━━━━━ Passage provided

Of course this type of unlimited resources is not practical in real life - however for an experimental tool such as DRAMA it is useful to be able to operate independent of such variables if desired. This provides the flexibility to later isolate their individual effect on the outcome of simulations.

One of the most compelling features of a system such as DRAMA is that it allows experimentation to be more scientific. Simulations based on more practical systems are fraught with problems since the placement and routing of circuits on real gate arrays is greatly influenced by the arbitrary features and limitations of the hardware. These spurious factors often affect results to the extent that the effect of the specific modification being tested may well be obscured.

The ``island-style'' tradition of logic array design has tended to pack increasing amounts of complexity into each logic element. For example, Xilinx devices even allow the configuration store to be used as a small RAM. DRAMA doesn't attempt to emulate any of these - they are very much implementation-specific features. Instead, a number of normal DRAMA circuit elements may be combined into an aggregate circuit element for these special functions. The placement properties of aggregate circuit elements can be adjusted via a ``size'' parameter, allowing the placement and routing software to more accurately emulate other architectures.

3.2.4 Interconnect

In most gate arrays the vast majority of die space is devoted to interconnect. While much of this space is used for buses, quite a lot of circuitry is also devoted to routing other signals. It is a simple fact of life that reconfigurable interconnect is extremely expensive of die space.

For this reason most reconfigurable logic arrays have great restrictions on what interconnect resources are available. They also frequently employ clever architectural features to try to gain as much advantage as possible from the available resources. This may make it possible to obtain better results from a given device, but unfortunately it makes circuit synthesis a very complicated and compute-intensive process indeed.

The interconnect model used in DRAMA is as simple as possible. An input can come from any output - which may be either the output of an array element or an I/O stimulus of some kind. This totally bypasses the implementation-dependent issues involved in circuit synthesis. Note that this also removes the need to regard the device as having any particular physical form - it could be a standard two-dimensional array or it might be something entirely different.

Simulations which need to take into account routing issues can do so by adding a cost function to each interconnection, where the cost is a function of the source and destination connection locations. This means that a physical layout and a routing scheme must be chosen. The cost function is complicated by the need to take into account other interconnections - for instance if eight connections already go through an area with only eight connections available it is not possible to add another. These types of issues are beyond the scope of this thesis, and DRAMA itself takes no part in these issues. Such constraints can be added externally if desired.

3.2.5 Sequential logic

The logic described so far is purely combinatorial. To provide support for circuits with state, inputs may be dependent on a previous state. This is achieved by permitting inputs to take their value from an earlier value of an output than the current one. In fact only one previous value is available - the one determined directly prior to the current one. How much earlier is not explicitly defined, except that it is consistent across all the outputs and that it is the minimum time quantum of the simulation.

In the implementation of DRAMA this meant taking the current output values ot from the last simulation iteration and the earlier values ot-1 from their values at the next earlier time quantum.

━━━━━━━━━━
━━━━━ Information provided

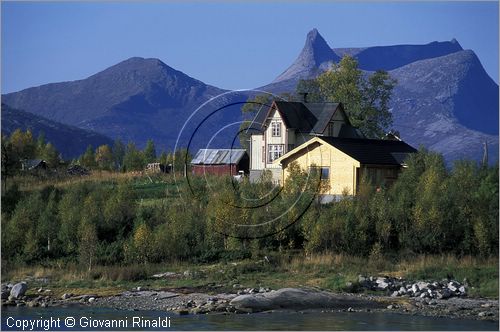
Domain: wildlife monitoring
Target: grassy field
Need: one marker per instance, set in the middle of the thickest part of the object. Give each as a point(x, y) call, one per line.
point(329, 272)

━━━━━━━━━━
━━━━━ Information provided

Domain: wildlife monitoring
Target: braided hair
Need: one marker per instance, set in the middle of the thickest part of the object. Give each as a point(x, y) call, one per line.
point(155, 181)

━━━━━━━━━━

• [Exercise details] Extend the passage about the DRAMA logic array simulator, picking up after its final sentence.

• [Task result]
This simple mechanism allows all forms of clocked logic to be created. By using a logic element's previous output as an input to its own lookup table all the basic types of flip-flip may be implemented. Table 3.1 shows an example. More complex circuits can be derived from these building blocks.

Input Output
Q(t-1) D    CLK CLK(t-1) Q
0x0x0
1x0x1
0x110
1x111
x0100
x1101
Table [3.1 - "Truth table of a D-type flip-flop"]

3.2.6 Multiple configurations

Figure [3.3 - "Block diagram of an element"]

DRAMA supports the idea of multiple configurations per logic element. This conceptually allows areas of the logic array of indeterminate size and shape to instantly acquire different operational characteristics, under the control of the logic array itself.

Each logic element has a number of independent configurations available to it. Any one of these configurations may be active at a given time. Figure 3.3 shows the layout of an element, containing both the logic element and the corresponding configuration layer circuitry.

Each configuration is essentially a small area of RAM which has a special parallel interface to the logic element, allowing it to output its entire configuration information to the logic layer if it's selected. A more conventional address multiplexed interface allows the configuration circuitry to modify the state of each of the configurations.

3.2.6.1 Selecting a configuration

Configurations are selected by trigger inputs which are derived from the same interconnect interface which generates the logic elements' inputs. The configuration trigger inputs are positive edge triggered and as with other inputs they may be connected to the output of any element or an I/O pin.

Often reconfigurations will require fairly large-scale changes - a whole section of logic may be made to take a completely different function. This is achieved by having a large number of associated logic elements with configurations all triggered by the one state change. An ALU for example could flip between being an adder, comparator or a multiplier, all without using any more circuit space than the multiplier alone.

Alternatively small-scale changes may be all that is required. For example a circuit which requires selectable endian-ness can be implemented by selecting between one of two input configurations.

Figure 3.4 shows the circuit of a cell and its reconfiguration logic.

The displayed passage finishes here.